* **SET TASK 1**
In the homestead drought post, find the sentence beginning "But it also destroys soil structure." List each thing that sentence says tilling does to soil that, together, reduces the soil's water-holding capacity.

* **SELECTION**
— START —
But with dropping ground water levels all over the world, even irrigation systems are likely to fail during droughts.

So, how do you deal with drought on the homestead?

My goal on my own homestead is to eliminate all watering except for new seedlings. I should be able to collect enough rainwater each winter to cover that.

But that means that potentially, my other plants may have to go without any water at all for 4 months, from the last rainfall in spring through the end of summer. This post covers what I’m doing on my own homestead to drought-proof my garden and other food-growing systems.

Head’s up—this post does not cover animal-based systems—just the plant ones. But having healthy plants to provide food and shelter for your animals will help them get through a drought, too. Plus, if your plants are using less water, then there will be more available for your animals.

The post is broken up into 3 main sections, each with 6-7 specific methods for dealing with drought on the homestead.

Dealing with drought on the homestead is a challenge, but with climate change it’s a challenge more of us will be facing every year. Droughts may become the new normal, and the methods here will help you and your homestead adapt to these changes.

Make sure to grab your free and easy-to-print cheat-sheet that contains a summary of all these 19 methods, plus several bonus methods that are a bit more advanced, but that can help you truly drought-proof your homestead.

Dealing with Drought on the Homestead: What to do in the Spring Before the Drought Starts

Dealing with drought on the homestead starts in spring

Spring is a time of abundance and it is easy to not think about the oncoming droughts. But if you take the right actions in spring you can prepare your homestead for droughts.

Often in spring, drought is the last thing on your mind as the rain pounds down with reckless abandon and new life is springing up in every direction. But the actions you take during this time can help you deal with drought on the homestead that you may face in the coming months.

Spring is an important time, but it’s also a challenging time. In my area, about the time the last frost date is ending is when droughts can start. This is a time for planting and sowing seeds, and it can be hard to imagine adding other projects to the list. But these are some of the actions you can take to prepare for a drought.

1. Do Not Till Your Soil

Ok, I cheated. This isn’t something you can do, it’s something you should not do. But it’s a big one.

Tilling the soil is something many gardeners do in the fall or spring. It makes it easier to plant, and it helps get organic material into the ground.

But it also destroys soil structure, damages fungal networks, kills soil life, and speeds up the breakdown of organic material—all of which also reduces the water-holding capacity of the soil.

The first step to dealing with drought on the homestead is to stop tilling.

2. Apply Mulch Around All Your Plants

Mulch acts like a protective layer on top of the soil. By blocking the sun and wind from reaching the soil, mulch will reduce the amount of water that evaporates from it.

But mulch will also keep your soil cooler. This is great for plants like spinach, but not so good for tomatoes. So at first, you may just be adding mulch in spots and not covering the whole garden.

Make sure to fully cover the garden with mulch before the drought starts.

Wild Tip

Make sure to sow seeds and plant transplants into the soil, not the mulch. Pull back the mulch as needed to expose bare soil. After you plant, be sure to leave the soil exposed so that the seedlings can come up.
— END —
(Entries from a dataset)
— START —
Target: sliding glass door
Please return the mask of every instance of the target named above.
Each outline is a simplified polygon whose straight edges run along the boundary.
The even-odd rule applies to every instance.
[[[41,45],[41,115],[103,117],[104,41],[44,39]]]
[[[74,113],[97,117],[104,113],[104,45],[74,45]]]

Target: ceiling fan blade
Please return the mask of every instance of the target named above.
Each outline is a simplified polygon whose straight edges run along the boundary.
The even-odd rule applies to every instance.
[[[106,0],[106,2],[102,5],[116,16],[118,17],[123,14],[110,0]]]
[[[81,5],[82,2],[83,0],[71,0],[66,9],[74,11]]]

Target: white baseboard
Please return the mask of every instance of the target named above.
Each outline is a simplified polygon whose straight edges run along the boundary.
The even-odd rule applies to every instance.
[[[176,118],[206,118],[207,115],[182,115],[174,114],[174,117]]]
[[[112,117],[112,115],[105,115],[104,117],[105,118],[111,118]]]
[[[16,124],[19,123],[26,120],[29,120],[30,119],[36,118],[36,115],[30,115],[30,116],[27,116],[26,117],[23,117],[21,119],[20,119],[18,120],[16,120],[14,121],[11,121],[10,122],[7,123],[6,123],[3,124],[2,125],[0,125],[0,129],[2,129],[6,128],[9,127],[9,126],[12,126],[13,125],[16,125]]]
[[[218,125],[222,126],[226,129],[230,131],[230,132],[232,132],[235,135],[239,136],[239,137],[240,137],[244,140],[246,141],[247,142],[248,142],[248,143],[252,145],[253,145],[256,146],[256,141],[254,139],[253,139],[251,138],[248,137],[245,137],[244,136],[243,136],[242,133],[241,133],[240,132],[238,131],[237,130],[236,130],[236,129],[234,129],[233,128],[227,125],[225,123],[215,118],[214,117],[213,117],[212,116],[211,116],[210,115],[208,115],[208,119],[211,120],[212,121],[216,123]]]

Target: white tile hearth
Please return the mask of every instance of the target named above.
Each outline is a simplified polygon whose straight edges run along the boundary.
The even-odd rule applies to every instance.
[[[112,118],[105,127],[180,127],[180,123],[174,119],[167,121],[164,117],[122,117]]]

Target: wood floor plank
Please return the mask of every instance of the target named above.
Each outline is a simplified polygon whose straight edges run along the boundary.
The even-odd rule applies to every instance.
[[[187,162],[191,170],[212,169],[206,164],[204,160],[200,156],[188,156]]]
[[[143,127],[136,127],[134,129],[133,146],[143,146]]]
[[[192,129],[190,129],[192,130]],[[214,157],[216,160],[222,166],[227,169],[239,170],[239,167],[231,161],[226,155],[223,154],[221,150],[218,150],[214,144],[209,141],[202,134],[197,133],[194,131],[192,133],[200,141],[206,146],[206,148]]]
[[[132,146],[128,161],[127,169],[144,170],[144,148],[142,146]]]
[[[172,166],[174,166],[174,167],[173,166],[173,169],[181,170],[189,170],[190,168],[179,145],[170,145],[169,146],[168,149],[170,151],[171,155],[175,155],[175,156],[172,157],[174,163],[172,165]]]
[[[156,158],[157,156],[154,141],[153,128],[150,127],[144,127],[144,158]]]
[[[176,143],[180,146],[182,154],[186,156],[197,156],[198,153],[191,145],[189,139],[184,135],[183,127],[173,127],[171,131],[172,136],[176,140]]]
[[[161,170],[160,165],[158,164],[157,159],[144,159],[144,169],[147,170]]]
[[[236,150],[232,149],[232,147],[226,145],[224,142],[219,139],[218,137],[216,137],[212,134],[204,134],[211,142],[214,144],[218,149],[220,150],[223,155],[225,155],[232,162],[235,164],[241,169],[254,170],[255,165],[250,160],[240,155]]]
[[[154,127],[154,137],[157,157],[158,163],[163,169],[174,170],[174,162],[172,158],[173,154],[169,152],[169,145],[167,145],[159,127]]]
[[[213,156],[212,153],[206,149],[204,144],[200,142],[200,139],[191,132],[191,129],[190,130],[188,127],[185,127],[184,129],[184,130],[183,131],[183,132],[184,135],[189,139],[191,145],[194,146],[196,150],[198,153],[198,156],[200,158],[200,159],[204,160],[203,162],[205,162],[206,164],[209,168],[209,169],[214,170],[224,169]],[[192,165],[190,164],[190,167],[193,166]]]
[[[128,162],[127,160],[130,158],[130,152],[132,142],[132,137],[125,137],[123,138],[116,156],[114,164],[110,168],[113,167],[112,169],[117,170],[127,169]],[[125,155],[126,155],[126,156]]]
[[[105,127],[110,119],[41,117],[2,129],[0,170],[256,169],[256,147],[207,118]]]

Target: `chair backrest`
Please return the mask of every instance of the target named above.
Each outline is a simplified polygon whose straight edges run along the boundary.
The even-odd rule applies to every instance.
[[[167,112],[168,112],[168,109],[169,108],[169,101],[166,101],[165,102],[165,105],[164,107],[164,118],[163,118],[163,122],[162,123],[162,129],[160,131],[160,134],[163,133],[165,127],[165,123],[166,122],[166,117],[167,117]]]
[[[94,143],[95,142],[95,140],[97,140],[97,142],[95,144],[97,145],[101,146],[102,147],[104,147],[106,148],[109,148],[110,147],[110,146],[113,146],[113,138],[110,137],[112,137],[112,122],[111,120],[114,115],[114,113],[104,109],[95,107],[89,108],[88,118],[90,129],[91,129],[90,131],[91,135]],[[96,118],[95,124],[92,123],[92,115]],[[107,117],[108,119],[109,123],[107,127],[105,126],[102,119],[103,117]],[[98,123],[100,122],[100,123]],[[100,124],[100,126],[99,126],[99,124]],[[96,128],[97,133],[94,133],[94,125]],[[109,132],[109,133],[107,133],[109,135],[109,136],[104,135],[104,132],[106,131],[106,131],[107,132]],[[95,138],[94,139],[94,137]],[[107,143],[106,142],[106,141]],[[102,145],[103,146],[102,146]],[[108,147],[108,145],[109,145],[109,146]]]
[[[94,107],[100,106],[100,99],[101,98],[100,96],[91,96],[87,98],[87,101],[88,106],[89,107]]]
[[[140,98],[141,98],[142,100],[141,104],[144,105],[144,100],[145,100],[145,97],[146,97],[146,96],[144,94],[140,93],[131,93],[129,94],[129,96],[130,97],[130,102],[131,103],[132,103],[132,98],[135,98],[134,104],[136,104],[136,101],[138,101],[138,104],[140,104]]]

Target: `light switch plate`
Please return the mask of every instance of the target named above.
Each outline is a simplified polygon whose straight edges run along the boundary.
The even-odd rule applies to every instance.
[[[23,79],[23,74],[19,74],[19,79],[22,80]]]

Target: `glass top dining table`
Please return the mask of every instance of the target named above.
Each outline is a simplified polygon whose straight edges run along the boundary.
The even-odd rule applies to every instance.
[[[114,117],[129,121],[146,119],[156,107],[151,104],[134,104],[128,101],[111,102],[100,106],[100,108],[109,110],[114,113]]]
— END —
* **SET TASK 2**
Shift the records from their first line through the line containing "[[[74,113],[97,117],[104,113],[104,45],[74,45]]]", both included, by adding -126 to every coordinate in the polygon answers. Write out all of those lines with the change made.

* **RESPONSE 1**
- Destroys soil structure
- Damages fungal networks
- Kills soil life
- Speeds up the breakdown of organic material

* **RESPONSE 2**
Target: sliding glass door
Please return the mask of every instance of the target named above.
Each outline is a simplified polygon whose straight edges run along the boundary.
The even-odd rule applies to every instance.
[[[-85,-81],[-85,-11],[-23,-9],[-22,-85],[-82,-87]]]
[[[-52,-13],[-29,-9],[-22,-13],[-22,-81],[-52,-81]]]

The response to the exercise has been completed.